Goals ▸
a) The CCCL 2.x to 3.0 migration guide lists removed macros. Name every removed macro that has a stated replacement, and give that replacement.
b) Extend the CCCL migration guide, picking up after its final line.

Source extract ▸
• • • • •

Skip to content

CCCL 2.x ‐ CCCL 3.0 migration guide

Bernhard Manfred Gruber edited this page Mar 6, 2025 · 19 revisions

The CCCL team plans breaking changes carefully and only conducts them at major releases. The CCCL 2.8 release came with many deprecations to prepare for the breaking changes conducted in CCCL 3.0. This page summarizes the changes and helps migrating from CCCL 2.x to CCCL 3.0.

See also the list of all deprecated APIs in CCCL 2.8 and the list of breaking changes in CCCL 3.0.

Removed macros

  • CUB_IS_INT128_ENABLED: No replacement
  • CUB_MAX(a, b): Use the cuda::std::max(a, b) function instead
  • CUB_MIN(a, b): Use the cuda::std::min(a, b) function instead
  • CUB_QUOTIENT_CEILING(a, b): Use cuda::ceil_div(a, b) instead
  • CUB_QUOTIENT_FLOOR(a, b): Use plain integer division a / b instead
  • CUB_ROUND_DOWN_NEAREST(a, b): Use cuda::round_down(a, b) instead
  • CUB_ROUND_UP_NEAREST(a, b): Use cuda::round_up(a, b) instead
  • CUB_RUNTIME_ENABLED: No replacement
  • CUB_USE_COOPERATIVE_GROUPS: No replacement
  • CUDA_CUB_RET_IF_FAIL: No replacement
  • [THRUST|CUB]_CLANG_VERSION: No replacement
  • [THRUST|CUB]_DEVICE_COMPILER*: No replacement
  • [THRUST|CUB]_GCC_VERSION: No replacement
  • [THRUST|CUB]_HOST_COMPILER*: No replacement
  • [THRUST|CUB]_INCLUDE_DEVICE_CODE: No replacement
  • [THRUST|CUB]_INCLUDE_HOST_CODE: No replacement
  • [THRUST|CUB]_IS_DEVICE_CODE: No replacement
  • [THRUST|CUB]_IS_HOST_CODE: No replacement
  • [THRUST|CUB]_MSVC_VERSION_FULL: No replacement
  • [THRUST|CUB]_MSVC_VERSION: No replacement
  • THRUST_CDP_DISPATCH: No replacement (Support for CUDA Dynamic Parallelism V1 (CDPv1) has been removed, see below)

• • • • •

Dataset extract ▸
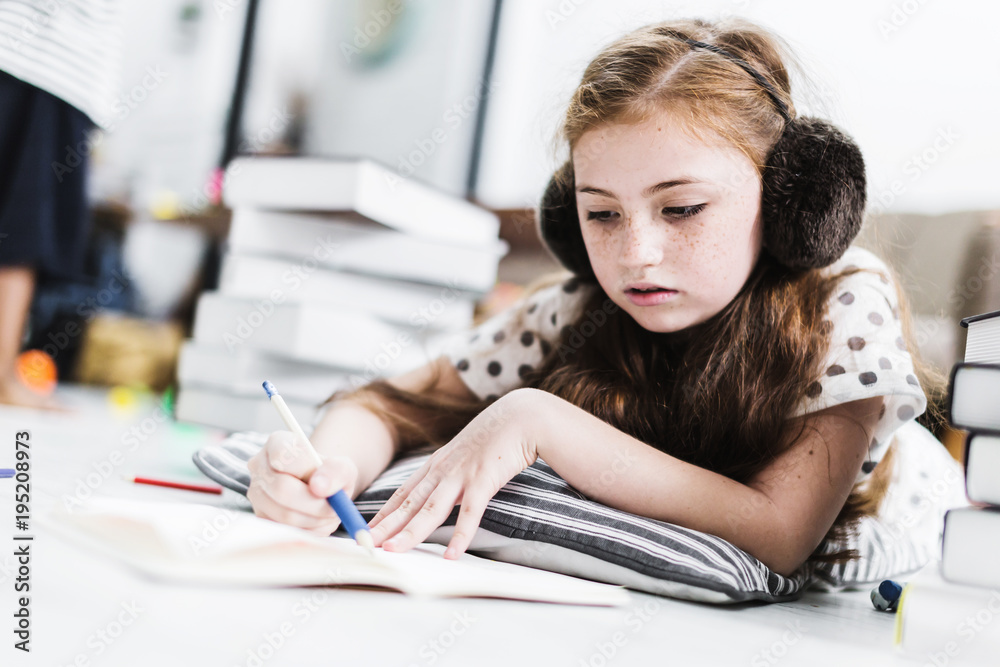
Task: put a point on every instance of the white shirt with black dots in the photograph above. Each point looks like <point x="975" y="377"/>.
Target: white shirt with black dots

• • • • •

The results ▸
a)
- CUB_MAX(a, b): cuda::std::max(a, b)
- CUB_MIN(a, b): cuda::std::min(a, b)
- CUB_QUOTIENT_CEILING(a, b): cuda::ceil_div(a, b)
- CUB_QUOTIENT_FLOOR(a, b): plain integer division a / b
- CUB_ROUND_DOWN_NEAREST(a, b): cuda::round_down(a, b)
- CUB_ROUND_UP_NEAREST(a, b): cuda::round_up(a, b)

b)
  • THRUST_DECLTYPE_RETURNS_WITH_SFINAE_CONDITION: No replacement
  • THRUST_DECLTYPE_RETURNS: No replacement
  • THRUST_DEVICE_CODE: No replacement
  • THRUST_HOST_BACKEND: Use THRUST_HOST_SYSTEM instead
  • THRUST_INLINE_CONSTANT: Use inline constexpr instead
  • THRUST_INLINE_INTEGRAL_MEMBER_CONSTANT: Use static constexpr instead
  • THRUST_LEGACY_GCC: No replacement
  • THRUST_MODERN_GCC_REQUIRED_NO_ERROR: No replacement
  • THRUST_MODERN_GCC: No replacement
  • THRUST_MVCAP: No replacement
  • THRUST_NODISCARD: Use [[nodiscard]] instead
  • THRUST_RETOF1: No replacement
  • THRUST_RETOF2: No replacement
  • THRUST_RETOF: No replacement
  • THRUST_TUNING_ARCH: No direct replacement. Use compiler-specific __CUDA_ARCH__ (nvcc) or __NVCOMPILER_CUDA_ARCH__ (nvc++) instead

Removed functions and classes

  • _ReadWriteBarrier and __thrust_compiler_fence: Use cuda::atomic instead
  • cub::*Kernel: Any CUB kernel entrypoint is considered an implementation detail. No public exposure is provided.
  • cub::Agent*: CUB agents were considered implementation details and have all been moved to internal namespaces. No public exposure is provided.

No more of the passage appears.